Source text.
============================================================
Like last night at the concert. I was heading over, and I was really looking forward to the concert, whether anybody could come with me or not. I had decided it was just going to be a time of worship between me and God - a much needed time of worship. A re-connection, if you will, because I love worshiping, but hadn't been to a place where I could worship by myself. At church, I'm usually surrounded by friends or family, but that night, as far as I knew it would just be me, surrounded by thousands of strangers, and my God. I was ready for a solo re-connection.
The concert was one of the best I've ever attended, and I could feel God in the crowd. It was absolutely amazing.
Going by myself (and eventually meeting up with my best friend at the concert) was an incredible experience. And you want to know why? Because I had no inhibitions. I could fully worship my God.
Sometimes I know that I can get a little 'embarrassed' to worship, thinking "what is so-and-so going to think of me?", so I don't sing really loud, raise my hands, or truly worship. But last night, I didn't care. I was in a crowd of 10,000+ people where I only knew about 5 people, and only 1 of them was with me. And I truly worshiped.
It was incredible.
It was rejuvenating.
It was inspiring.
I loved every minute of it.
============================================================
Rows.
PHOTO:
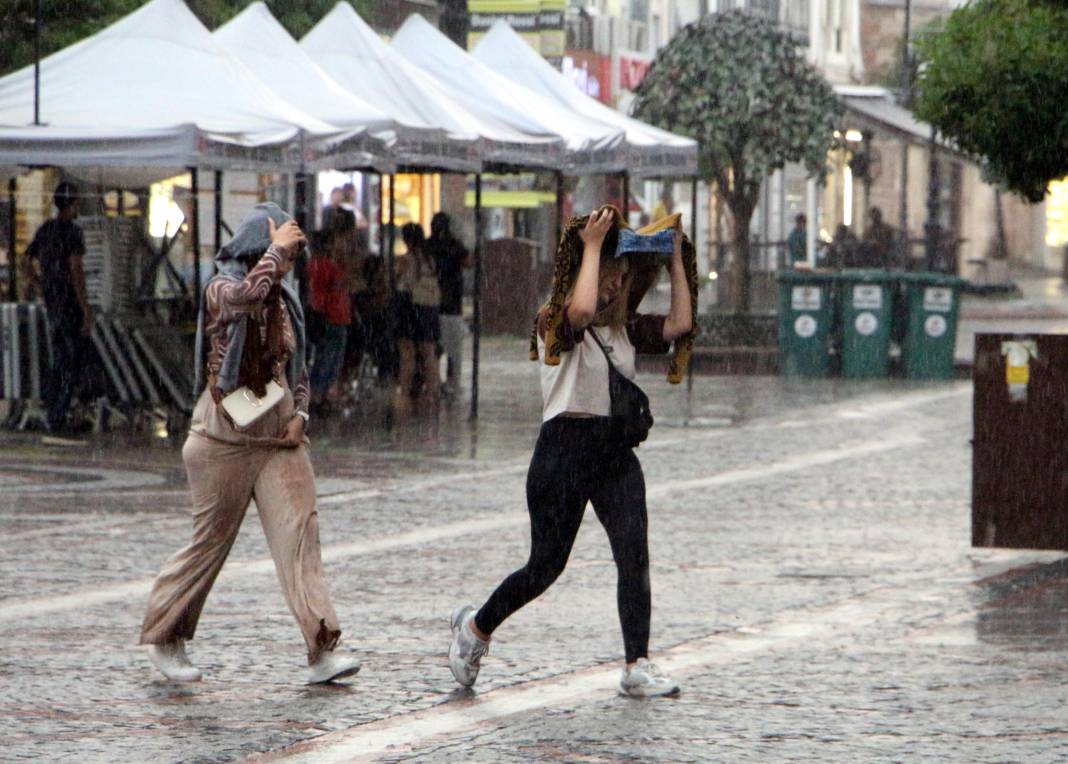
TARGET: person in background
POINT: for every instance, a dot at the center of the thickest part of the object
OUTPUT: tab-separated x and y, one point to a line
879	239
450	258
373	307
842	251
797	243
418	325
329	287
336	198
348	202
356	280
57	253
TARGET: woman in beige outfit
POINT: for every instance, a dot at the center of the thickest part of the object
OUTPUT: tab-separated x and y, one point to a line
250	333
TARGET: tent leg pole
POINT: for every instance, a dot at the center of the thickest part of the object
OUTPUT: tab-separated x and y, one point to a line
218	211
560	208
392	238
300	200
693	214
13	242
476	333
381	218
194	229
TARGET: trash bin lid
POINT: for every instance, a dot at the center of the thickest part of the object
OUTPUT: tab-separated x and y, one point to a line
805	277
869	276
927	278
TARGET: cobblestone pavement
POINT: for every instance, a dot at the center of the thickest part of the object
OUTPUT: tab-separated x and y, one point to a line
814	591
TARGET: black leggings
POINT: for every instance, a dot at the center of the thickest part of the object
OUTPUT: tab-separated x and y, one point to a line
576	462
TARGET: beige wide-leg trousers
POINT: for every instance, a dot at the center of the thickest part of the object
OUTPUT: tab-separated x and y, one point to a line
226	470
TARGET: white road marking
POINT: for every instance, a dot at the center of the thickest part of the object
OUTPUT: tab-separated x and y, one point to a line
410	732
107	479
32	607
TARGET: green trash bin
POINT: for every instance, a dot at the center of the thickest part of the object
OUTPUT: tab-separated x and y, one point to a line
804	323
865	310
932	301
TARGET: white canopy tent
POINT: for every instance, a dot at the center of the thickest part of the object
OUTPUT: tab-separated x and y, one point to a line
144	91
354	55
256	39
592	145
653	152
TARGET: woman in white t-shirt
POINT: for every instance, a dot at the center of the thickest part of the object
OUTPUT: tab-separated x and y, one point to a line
============================================================
Aim 1.
Answer these from the concert account, one line each:
(a) At church, who usually surrounds the writer?
(b) Whom did the writer eventually meet up with at the concert?
(c) How large was the crowd, according to the account?
Aim 2. Reproduce the concert account word for word between "Going by myself" and "I truly worshiped.", inclusive.

Exercise solution 1.
(a) Friends or family.
(b) The writer's best friend.
(c) 10,000+ people.

Exercise solution 2.
Going by myself (and eventually meeting up with my best friend at the concert) was an incredible experience. And you want to know why? Because I had no inhibitions. I could fully worship my God.
Sometimes I know that I can get a little 'embarrassed' to worship, thinking "what is so-and-so going to think of me?", so I don't sing really loud, raise my hands, or truly worship. But last night, I didn't care. I was in a crowd of 10,000+ people where I only knew about 5 people, and only 1 of them was with me. And I truly worshiped.